— Short task —
Continue the passage on Women's History Month and Jadi Oliver's thirty years with Chili's, starting right after its final sentence.

— Start of Text passage —

Every March, the world comes together to show respect to the leaders, change agents, artists, politicians, athletes, designers, scientists, teachers and more who impact the lives of millions every day. These groups are shaping the way we see the world—it just so happens they are also women. The very idea of this annual celebration was initiated by Congress in 1981, with a request of the President to recognize women’s accomplishments…for a single week. Six years later, the single week became a month—and Women’s History Month was born. We’re joining the celebration this month too, highlighting the impact women have made in our own company, as well as the entire restaurant industry.

The year was 1986. (For those a little challenged by new math like us, that’s 30 years ago!) A little upstart casual dining joint known as Chili’s was still in its infancy. It was the first year the nation celebrated Martin Luther King Jr. Day. Mike Tyson won his first ever boxing title (eleven years before he took a nibble out of Holyfield’s ear). And Lindsay Lohan was born. Whatever happened to that sweet girl from The Parent Trap? But, most importantly, Jadi Oliver began her career with Chili’s. Little did she know that her first job with the brand would bring a long, successful career.  As we celebrate the influential women in the industry this month, it seemed only right to celebrate the thirty year anniversary of one of our own.

— End of Text passage —
— Start of Listed entries —

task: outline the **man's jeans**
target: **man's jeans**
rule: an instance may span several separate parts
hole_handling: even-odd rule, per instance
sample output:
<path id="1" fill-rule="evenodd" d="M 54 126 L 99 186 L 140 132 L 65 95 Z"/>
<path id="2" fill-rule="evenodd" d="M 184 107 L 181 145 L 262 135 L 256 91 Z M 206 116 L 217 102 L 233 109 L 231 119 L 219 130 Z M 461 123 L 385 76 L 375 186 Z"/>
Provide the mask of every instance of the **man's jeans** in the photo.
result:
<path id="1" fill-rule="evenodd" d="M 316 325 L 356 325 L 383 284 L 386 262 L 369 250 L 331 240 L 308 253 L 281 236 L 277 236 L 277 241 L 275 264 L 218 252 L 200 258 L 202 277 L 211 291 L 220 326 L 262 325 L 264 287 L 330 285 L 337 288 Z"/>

— End of Listed entries —

— Expected answer —
I started with Chili’s in Austin, TX in March 1986 as a server. We added Ribs, The Monty, Frisco Salad, and the Mushroom Burger to the menu that year. I transferred to Cupertino, CA in the fall of ’86. It was the first Chili’s in California. It was in a crazy old building that had a giant earthquake column in the middle of the pass-thru. Soon after arriving in CA I was asked to be an Opening Trainer. I was fortunate to be selected to travel all over the United States representing the coolest company in the industry.

Jadi - Basil (2)

The basil in the photo is last year’s harvest from our garden outside of the Culinary Center. Jadi is working on converting the garden to all edibles.

In 1990, after about 40 openings, I was transferred to the Restaurant Support Center (it was called the Home Office in those days) to coordinate new restaurant openings. Five years later, I moved to the Culinary Department. It was the best move I’ve ever made. I have one of the coolest jobs in the company. Our team works with the chefs from inception of a product through national launch. We create most of the training materials for chefs in our restaurants. I simply love what I do.

For those of you still counting…that’s three decades. Thirty years of impacting a brand and making people feel special. According to the U.S. Labor Bureau, the average tenure for employees in the current workforce is a little over 4 years. But for literally three-quarters of the very existence of our company, Jadi Oliver has been making a difference. Hopefully within the next thirty years, we won’t have to celebrate a month honoring the impact women have made in the world—because by then it will just be the norm. What do you think?